[Pointing dataset records]
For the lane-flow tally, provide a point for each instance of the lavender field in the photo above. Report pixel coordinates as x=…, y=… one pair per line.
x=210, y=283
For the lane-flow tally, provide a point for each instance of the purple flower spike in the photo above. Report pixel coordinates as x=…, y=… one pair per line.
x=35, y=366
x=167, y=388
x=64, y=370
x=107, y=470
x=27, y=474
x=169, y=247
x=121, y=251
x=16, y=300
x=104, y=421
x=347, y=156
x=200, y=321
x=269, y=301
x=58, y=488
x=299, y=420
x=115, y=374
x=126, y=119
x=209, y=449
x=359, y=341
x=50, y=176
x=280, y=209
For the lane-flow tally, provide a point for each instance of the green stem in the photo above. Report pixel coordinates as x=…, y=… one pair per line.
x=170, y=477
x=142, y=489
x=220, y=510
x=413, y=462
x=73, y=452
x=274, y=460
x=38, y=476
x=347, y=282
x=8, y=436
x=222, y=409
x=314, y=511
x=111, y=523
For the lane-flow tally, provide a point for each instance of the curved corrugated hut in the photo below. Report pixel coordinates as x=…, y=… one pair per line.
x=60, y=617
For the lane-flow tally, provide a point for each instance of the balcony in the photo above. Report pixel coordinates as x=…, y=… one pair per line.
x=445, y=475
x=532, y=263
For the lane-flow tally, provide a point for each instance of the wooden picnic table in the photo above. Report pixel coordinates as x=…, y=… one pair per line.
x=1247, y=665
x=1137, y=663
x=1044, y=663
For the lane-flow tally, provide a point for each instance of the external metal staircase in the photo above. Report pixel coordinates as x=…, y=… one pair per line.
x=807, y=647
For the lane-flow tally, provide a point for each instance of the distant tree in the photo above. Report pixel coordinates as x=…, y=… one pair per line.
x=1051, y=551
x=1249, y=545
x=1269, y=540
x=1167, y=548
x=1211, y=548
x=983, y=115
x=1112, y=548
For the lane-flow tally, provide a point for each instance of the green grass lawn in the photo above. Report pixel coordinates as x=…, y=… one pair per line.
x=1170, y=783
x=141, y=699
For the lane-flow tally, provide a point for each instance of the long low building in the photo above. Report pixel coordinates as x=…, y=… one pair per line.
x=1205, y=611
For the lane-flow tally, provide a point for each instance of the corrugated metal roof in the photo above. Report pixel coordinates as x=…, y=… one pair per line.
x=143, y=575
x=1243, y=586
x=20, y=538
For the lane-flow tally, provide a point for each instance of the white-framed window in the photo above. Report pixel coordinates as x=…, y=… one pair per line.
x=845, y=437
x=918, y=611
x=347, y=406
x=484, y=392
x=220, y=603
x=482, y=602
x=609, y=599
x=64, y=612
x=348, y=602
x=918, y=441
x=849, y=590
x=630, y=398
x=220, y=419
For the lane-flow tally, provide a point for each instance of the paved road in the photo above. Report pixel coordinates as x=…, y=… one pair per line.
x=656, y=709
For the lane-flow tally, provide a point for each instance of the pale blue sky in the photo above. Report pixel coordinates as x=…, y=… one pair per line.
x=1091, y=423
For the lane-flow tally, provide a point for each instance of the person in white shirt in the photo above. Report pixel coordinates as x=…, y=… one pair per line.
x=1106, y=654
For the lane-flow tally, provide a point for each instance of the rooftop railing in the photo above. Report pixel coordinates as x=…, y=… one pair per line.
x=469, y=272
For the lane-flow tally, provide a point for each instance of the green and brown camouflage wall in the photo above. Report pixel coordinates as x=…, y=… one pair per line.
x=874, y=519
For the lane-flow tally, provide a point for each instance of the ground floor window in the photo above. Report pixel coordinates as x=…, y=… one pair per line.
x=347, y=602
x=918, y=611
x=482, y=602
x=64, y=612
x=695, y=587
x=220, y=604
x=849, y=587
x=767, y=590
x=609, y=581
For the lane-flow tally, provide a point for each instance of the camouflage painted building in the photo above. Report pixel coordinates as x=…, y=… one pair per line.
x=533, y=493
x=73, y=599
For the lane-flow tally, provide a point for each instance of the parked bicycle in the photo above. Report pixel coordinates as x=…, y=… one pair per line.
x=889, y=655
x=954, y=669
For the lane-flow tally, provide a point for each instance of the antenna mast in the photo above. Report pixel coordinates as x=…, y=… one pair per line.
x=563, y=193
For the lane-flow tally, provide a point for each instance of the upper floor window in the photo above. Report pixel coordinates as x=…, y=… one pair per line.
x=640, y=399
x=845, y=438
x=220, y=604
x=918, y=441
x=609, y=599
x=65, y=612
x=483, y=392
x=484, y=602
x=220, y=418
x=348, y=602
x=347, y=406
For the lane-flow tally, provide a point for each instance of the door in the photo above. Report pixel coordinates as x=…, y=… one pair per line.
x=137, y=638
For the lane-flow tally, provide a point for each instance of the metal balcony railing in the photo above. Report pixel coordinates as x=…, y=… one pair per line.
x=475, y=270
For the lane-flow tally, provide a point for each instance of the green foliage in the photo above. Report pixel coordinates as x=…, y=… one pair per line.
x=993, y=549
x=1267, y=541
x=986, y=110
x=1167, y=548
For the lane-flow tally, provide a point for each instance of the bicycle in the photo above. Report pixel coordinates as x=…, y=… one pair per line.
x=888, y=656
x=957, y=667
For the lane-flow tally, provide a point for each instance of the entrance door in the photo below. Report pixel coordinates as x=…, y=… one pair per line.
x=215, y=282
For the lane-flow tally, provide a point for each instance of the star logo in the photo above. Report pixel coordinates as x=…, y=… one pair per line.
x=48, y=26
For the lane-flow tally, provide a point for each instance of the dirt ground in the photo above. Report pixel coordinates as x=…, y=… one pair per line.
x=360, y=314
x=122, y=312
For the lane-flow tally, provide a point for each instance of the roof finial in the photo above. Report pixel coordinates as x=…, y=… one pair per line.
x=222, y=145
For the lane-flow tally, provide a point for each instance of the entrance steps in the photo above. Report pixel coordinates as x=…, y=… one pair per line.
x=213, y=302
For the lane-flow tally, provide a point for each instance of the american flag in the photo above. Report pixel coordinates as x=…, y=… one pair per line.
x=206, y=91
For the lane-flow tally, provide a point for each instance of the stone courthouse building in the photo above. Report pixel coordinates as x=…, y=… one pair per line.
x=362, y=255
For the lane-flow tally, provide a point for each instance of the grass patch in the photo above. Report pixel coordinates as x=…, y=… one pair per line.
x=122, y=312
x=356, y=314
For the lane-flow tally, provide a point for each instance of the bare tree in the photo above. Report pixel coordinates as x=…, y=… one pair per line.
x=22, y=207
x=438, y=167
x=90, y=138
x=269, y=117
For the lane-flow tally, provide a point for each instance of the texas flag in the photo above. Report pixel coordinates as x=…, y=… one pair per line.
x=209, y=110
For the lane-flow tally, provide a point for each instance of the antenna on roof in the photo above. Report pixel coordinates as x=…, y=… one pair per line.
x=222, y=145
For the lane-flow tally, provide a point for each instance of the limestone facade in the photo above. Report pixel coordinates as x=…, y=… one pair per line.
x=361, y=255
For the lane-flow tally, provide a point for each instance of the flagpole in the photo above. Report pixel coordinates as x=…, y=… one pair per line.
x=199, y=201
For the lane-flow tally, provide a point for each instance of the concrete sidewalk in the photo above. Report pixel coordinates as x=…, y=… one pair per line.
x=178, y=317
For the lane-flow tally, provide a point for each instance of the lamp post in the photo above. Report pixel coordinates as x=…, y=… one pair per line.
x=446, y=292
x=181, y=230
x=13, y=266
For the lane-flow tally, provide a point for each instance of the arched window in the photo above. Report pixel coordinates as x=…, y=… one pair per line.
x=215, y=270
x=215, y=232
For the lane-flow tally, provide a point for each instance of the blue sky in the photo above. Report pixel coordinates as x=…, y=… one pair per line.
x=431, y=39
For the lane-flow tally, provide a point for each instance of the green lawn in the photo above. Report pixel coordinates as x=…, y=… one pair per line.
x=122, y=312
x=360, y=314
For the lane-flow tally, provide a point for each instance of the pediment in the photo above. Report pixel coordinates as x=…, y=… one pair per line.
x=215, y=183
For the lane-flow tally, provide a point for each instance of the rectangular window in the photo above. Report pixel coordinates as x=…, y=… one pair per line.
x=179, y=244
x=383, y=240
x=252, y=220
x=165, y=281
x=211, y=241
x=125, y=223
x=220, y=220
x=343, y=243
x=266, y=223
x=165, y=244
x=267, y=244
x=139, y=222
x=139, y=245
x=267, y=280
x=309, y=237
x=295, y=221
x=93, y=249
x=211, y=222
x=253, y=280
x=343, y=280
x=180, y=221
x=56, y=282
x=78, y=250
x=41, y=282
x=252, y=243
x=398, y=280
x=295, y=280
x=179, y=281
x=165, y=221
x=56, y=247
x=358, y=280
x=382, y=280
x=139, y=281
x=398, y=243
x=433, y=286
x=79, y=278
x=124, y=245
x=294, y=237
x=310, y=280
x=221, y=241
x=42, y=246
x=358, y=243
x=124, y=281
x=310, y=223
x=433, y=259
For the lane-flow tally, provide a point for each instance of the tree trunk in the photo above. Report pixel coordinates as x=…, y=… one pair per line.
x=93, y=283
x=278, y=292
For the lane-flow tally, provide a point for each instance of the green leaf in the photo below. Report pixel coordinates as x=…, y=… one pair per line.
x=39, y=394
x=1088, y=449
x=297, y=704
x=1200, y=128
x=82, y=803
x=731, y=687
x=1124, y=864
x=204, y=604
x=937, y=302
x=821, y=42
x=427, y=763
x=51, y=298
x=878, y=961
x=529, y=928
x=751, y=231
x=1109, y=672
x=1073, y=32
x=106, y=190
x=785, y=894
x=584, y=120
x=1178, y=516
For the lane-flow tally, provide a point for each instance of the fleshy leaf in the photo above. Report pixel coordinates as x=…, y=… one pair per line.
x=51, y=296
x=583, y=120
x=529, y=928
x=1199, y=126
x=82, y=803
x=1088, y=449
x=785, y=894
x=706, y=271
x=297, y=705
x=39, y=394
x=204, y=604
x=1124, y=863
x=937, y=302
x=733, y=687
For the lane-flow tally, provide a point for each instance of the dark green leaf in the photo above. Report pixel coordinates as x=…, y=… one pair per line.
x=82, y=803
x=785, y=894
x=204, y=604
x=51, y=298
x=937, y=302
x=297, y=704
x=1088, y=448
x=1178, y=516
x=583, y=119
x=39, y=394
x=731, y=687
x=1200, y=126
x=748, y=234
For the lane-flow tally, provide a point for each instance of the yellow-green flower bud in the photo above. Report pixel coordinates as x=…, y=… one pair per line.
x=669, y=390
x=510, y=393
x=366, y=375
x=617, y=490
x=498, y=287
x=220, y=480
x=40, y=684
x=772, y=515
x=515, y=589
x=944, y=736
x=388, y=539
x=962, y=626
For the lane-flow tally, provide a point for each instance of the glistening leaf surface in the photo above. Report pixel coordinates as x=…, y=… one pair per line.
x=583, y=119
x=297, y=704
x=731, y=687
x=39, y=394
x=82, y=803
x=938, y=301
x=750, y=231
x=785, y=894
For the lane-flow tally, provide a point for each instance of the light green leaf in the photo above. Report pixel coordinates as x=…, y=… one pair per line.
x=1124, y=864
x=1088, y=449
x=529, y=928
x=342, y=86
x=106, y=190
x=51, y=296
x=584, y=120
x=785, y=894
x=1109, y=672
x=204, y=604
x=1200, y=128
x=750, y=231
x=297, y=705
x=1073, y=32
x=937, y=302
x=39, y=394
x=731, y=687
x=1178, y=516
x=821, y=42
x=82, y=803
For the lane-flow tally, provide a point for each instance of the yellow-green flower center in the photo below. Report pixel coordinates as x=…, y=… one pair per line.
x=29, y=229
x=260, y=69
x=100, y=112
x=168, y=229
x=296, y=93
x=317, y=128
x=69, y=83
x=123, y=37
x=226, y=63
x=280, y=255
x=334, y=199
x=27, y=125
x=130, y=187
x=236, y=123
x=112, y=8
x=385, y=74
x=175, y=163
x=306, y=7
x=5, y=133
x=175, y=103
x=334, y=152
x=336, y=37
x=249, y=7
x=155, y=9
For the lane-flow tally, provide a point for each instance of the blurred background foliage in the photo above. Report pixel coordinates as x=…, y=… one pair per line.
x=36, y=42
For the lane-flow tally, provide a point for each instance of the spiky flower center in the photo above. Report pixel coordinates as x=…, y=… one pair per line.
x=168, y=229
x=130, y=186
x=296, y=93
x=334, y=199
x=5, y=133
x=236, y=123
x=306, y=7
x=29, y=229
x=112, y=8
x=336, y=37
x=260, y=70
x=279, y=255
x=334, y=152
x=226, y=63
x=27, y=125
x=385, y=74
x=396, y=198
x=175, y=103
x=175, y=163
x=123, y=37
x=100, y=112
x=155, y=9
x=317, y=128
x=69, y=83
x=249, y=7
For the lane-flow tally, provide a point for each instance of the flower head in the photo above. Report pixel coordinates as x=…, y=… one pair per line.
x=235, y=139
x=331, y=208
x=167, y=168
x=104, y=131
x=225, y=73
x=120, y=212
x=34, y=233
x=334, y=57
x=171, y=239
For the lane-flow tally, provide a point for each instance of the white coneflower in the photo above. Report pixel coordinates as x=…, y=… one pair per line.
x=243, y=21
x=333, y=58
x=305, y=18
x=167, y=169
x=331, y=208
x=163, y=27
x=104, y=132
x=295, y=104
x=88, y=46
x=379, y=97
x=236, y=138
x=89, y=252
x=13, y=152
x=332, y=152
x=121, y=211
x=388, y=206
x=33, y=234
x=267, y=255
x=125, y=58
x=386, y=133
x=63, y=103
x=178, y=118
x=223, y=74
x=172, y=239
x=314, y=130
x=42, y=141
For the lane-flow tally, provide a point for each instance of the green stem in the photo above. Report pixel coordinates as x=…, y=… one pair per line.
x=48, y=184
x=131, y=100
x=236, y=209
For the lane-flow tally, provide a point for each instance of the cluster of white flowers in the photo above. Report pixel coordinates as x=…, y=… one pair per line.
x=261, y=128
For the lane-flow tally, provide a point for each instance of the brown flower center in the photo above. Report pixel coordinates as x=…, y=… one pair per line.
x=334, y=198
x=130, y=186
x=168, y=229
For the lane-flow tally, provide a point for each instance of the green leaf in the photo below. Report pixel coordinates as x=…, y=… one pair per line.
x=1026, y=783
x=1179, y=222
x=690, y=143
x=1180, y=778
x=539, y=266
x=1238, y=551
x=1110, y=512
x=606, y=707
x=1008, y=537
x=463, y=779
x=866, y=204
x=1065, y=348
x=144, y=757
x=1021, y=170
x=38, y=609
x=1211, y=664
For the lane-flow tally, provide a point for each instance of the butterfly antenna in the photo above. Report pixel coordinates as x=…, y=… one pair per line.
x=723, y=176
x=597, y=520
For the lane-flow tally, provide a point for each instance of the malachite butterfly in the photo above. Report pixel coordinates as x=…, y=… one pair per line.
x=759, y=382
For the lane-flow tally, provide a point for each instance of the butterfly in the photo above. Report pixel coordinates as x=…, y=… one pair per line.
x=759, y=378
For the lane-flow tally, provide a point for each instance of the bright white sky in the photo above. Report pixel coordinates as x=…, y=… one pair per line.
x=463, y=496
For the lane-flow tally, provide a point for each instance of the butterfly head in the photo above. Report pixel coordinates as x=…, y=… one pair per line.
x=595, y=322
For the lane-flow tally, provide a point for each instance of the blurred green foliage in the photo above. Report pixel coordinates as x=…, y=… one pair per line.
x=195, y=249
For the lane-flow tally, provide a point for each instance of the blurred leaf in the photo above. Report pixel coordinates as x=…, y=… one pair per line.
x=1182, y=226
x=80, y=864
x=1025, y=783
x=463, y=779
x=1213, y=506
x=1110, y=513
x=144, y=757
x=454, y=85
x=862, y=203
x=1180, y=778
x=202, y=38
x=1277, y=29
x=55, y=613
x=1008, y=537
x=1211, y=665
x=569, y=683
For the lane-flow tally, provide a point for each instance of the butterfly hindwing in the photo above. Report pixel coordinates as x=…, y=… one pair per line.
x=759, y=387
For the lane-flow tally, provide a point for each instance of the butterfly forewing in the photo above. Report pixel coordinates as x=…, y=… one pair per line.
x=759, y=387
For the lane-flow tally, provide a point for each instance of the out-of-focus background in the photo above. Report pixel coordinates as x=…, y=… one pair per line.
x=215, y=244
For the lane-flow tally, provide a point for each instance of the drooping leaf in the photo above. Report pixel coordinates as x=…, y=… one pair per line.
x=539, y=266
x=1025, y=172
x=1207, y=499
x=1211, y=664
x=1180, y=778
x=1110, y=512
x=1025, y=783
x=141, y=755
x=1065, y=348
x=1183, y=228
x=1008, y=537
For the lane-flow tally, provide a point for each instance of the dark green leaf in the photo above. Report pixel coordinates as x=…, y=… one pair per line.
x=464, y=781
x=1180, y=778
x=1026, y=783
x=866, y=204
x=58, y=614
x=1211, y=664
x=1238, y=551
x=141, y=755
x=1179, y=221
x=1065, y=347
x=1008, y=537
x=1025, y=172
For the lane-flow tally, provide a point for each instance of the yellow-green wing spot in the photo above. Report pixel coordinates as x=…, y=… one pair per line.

> [Task objective]: Please rewrite the part of the items that opens with the line containing "the butterfly hindwing" and closes with the line containing "x=215, y=244", putting "blurred backdrop" in place of "out-of-focus background" and keeping all else the same. Return only those lines.

> [Solution to this problem]:
For the lane-flow tally, provide a point for each instance of the butterfly hindwing in the photo above. Report pixel coordinates as x=…, y=… one pair per line.
x=759, y=387
For the lane-flow tally, provide a point for each instance of the butterfly forewing in the photo above. Report pixel coordinates as x=…, y=… one pair per line.
x=759, y=387
For the lane-flow tally, provide a point for each instance of the blurred backdrop in the photo above. Report pixel coordinates as x=…, y=… one pair per line.
x=215, y=244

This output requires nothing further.